Regardless of who tells them, it is always preferable that children are told the truth (Lord and Stewart, 2008) This should be done in a simple and straightforward way and questions answered as clearly as possible. Parents may appreciate your guidance in this area.
Younger children may be confused by some of the everyday expressions that people use when someone dies, so it’s best to keep language simple and direct. Saying that someone has “died” or is “dead” gives a child a comprehensible explanation which should help them to understand what has happened.
Language we may use with the best intentions could confuse a child. Consider that you are a young child and you are told that: “We’ve lost your mother” or “Your mother has gone”. Wouldn’t you wonder why no one was out looking for your mother? Wouldn’t you be afraid that no one would be looking for you if you got lost?
Suppose you were told that “Grandma has gone to sleep” or “passed away in her sleep”. Wouldn’t you be afraid to fall asleep? “God has taken her” or “she’s gone to a better place” are difficult expressions for a child to really understand what has occurred.
It may be that you sit with the child and their parent/guardian to let them know that you have come to tell their mother (father etc) some very sad news, and simply that [using the persons name] has died today.
Children do not need to be told information they have not specifically asked about. However if they feel they don’t have answers to their questions they may fill in the gaps from what they overhear, what their friends tell them or their own assumptions, which may be incorrect. Parent/ guardians should always be encouraged to be honest with children and seek advice and support from others when they find this difficult.
Based from the findings of a survey conducted with bereaved people (Lord 1997) the following are communication tips for delivering death messages.
Communication Tips What you should say:
– I’m really sorry (simple, direct, validating).
– This is harder than most people think (validates reactions and may encourage people to seek support).
– People can experience many different feelings all at the same time (validates the flood of sometimes conflicting reactions and emotions).
– This is one of the most difficult times in your life.
– Is there anything you would like to ask me?
– Is there anything you would like me to do for you?
– Can I contact someone for you before I leave?
What you should not say:
- I know how you feel (you don’t).
– Time heals all wounds (it doesn’t).
– You need to be strong (they don’t, not right now).
– He was just in the wrong place at the wrong time (trite).
– You must go on with your life (they will, the best way they can, but they don’t need to be told this right now).
– You don’t need to know that (yes they do, or they wouldn’t have asked).
– You don’t want to see him (people are very good judges of what they can and cannot handle when given time to consider all options).
– I can’t tell you that (If you can’t answer a question, explain why and tell the family when they can expect an answer).
– It must have been her time (you don’t know that).
– You’ve got to take control of yourself (no reason).
Suicide or long suffering – phrases to avoid:
– He/she is better o”.
– She/he has gone to a better place.
– Maybe it was for the best.
Most importantly never use the word ‘closure’. The death of a loved one will always have a long lasting effect on a family. It is both unrealistic and can be disrespectful to imply otherwise. People never ‘get over’ the death of a love one. In time they learn to integrate the loss into their lives, but the future will never be as they had planned and this adjustment takes time.

--- Questions on the material ---
A – Reproduce the passage from the guidance on delivering death messages word for word, starting with "Younger children may" and going on through "you got lost?".
B – In the guidance on delivering death messages, which word does it say should never be used?

--- Data section ---
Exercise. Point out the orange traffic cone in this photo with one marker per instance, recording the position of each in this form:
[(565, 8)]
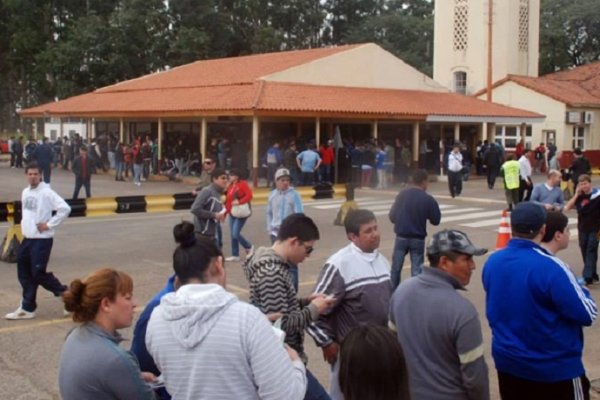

--- Exercise solutions ---
A –
Younger children may be confused by some of the everyday expressions that people use when someone dies, so it’s best to keep language simple and direct. Saying that someone has “died” or is “dead” gives a child a comprehensible explanation which should help them to understand what has happened.
Language we may use with the best intentions could confuse a child. Consider that you are a young child and you are told that: “We’ve lost your mother” or “Your mother has gone”. Wouldn’t you wonder why no one was out looking for your mother? Wouldn’t you be afraid that no one would be looking for you if you got lost?

B – The word "closure."